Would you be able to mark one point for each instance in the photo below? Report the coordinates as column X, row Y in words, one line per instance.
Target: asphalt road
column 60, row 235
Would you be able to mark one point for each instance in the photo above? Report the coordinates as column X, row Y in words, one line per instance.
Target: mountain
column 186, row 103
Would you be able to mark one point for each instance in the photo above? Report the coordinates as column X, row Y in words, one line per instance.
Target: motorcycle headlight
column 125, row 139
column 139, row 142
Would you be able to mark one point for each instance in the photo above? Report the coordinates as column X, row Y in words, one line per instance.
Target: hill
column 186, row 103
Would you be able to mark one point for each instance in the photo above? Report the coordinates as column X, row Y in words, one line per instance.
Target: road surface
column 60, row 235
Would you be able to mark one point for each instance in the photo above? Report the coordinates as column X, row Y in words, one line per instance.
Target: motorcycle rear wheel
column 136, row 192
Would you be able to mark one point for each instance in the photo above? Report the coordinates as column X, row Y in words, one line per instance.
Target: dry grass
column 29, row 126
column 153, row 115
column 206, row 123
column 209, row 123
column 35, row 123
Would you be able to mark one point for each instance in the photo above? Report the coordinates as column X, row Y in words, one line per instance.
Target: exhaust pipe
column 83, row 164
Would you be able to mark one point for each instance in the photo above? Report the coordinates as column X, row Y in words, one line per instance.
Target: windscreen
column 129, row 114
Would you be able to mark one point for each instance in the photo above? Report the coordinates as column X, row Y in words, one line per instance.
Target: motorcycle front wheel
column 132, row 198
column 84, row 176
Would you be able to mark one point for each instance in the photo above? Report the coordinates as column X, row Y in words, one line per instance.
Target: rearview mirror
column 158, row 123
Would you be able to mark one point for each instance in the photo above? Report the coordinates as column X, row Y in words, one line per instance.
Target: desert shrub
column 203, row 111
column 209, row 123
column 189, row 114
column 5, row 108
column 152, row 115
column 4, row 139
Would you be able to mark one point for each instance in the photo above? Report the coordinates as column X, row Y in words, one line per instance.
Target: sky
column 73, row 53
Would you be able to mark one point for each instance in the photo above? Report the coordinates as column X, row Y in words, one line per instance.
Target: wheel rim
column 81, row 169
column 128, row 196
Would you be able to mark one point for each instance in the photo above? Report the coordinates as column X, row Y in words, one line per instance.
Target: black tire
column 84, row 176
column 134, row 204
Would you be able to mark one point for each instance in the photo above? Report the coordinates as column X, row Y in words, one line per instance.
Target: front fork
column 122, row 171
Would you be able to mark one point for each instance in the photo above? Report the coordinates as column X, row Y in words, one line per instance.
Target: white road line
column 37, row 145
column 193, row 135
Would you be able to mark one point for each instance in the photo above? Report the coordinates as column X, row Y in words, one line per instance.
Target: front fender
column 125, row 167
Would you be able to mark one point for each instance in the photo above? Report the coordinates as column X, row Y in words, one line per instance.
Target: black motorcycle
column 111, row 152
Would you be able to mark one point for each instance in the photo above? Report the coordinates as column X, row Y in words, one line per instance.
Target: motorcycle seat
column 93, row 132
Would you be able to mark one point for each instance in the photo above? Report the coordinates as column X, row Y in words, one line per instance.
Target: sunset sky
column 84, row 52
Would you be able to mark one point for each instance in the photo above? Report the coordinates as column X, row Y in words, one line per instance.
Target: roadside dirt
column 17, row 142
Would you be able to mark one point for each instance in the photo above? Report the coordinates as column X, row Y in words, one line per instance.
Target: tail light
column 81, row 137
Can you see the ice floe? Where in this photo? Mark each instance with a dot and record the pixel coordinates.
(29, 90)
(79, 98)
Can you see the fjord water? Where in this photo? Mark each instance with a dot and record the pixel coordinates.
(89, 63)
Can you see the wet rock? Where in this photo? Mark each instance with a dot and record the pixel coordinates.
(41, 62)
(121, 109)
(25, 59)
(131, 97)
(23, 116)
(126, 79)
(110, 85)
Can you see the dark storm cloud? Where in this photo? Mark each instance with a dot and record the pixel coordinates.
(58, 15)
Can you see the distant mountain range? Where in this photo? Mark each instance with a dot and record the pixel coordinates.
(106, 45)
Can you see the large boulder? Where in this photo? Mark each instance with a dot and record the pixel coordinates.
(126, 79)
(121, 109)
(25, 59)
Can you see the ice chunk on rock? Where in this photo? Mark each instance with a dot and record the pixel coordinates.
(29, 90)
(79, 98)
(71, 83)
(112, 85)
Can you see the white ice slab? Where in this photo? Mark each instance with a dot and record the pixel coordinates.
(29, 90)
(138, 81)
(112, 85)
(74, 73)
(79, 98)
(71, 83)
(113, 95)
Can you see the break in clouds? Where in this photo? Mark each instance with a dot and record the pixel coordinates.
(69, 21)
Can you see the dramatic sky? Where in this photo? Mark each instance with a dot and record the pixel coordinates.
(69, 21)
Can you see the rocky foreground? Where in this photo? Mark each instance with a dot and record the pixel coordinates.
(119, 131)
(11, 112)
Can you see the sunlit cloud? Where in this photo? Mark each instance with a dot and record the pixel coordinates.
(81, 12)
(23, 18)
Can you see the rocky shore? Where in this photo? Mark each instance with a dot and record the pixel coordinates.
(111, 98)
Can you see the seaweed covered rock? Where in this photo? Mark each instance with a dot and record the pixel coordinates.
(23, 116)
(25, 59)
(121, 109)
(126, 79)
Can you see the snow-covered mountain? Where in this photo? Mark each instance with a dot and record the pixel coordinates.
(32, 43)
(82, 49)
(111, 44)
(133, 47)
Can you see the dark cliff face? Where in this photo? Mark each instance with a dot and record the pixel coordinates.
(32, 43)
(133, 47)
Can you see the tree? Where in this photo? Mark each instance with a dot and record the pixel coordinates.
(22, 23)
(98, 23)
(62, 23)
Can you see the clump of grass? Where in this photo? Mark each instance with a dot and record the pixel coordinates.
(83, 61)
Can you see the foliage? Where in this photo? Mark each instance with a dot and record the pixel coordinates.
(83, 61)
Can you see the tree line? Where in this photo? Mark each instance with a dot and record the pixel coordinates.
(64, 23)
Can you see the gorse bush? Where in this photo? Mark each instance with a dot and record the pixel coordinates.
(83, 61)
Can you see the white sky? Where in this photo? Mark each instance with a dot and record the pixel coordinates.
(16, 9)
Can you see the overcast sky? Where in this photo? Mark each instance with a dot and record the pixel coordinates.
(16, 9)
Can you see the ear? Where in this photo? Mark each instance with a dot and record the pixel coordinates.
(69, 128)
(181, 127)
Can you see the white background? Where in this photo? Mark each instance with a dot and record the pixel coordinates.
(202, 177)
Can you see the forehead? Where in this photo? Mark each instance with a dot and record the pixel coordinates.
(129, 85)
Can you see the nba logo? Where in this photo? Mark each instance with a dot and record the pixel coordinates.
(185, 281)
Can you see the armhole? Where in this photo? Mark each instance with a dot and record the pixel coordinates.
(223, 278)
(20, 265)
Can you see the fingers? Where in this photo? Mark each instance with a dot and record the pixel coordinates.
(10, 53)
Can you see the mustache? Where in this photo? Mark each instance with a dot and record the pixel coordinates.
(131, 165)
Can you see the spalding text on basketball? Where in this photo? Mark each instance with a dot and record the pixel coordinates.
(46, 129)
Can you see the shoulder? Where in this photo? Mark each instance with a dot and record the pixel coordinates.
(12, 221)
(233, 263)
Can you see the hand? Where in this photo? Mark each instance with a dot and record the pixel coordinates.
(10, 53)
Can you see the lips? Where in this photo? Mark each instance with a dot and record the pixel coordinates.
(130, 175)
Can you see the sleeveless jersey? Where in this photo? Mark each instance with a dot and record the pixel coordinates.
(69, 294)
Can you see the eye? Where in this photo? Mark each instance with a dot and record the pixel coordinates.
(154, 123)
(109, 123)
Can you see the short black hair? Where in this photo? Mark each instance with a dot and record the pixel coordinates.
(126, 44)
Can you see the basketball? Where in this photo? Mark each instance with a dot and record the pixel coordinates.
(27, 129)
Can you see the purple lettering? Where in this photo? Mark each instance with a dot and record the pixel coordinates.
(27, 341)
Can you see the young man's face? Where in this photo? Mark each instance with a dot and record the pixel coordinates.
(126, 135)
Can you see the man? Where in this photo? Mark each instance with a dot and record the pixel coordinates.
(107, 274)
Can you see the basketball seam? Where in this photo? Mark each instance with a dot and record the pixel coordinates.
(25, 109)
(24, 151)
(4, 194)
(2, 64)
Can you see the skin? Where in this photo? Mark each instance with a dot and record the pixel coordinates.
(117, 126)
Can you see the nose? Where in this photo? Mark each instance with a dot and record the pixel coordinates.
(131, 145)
================
The task - Emit verbatim the lines running from the one with "Can you see the purple" through the last line of the data, both endpoints inclusive.

Solution to this task -
Can you see the purple lettering? Where in this photo? Mark each instance with a dot and record the pixel coordinates.
(27, 341)
Can you see the young man's face? Where in this photo? Mark each instance with a dot and record the pixel coordinates.
(126, 135)
Can you see the man? Where in this photo? Mark each instance with a dot and record the pixel coordinates.
(107, 274)
Can you see the basketball seam? Where in this photo? Mark each instance with a dot and record the pixel coordinates.
(25, 109)
(24, 151)
(4, 194)
(2, 64)
Can you see the skin? Where in this photo? Mark each instance with a dot and record the pixel coordinates.
(117, 126)
Can you see the nose? Where in this photo? Mark each instance with a dot and record the pixel coordinates.
(131, 145)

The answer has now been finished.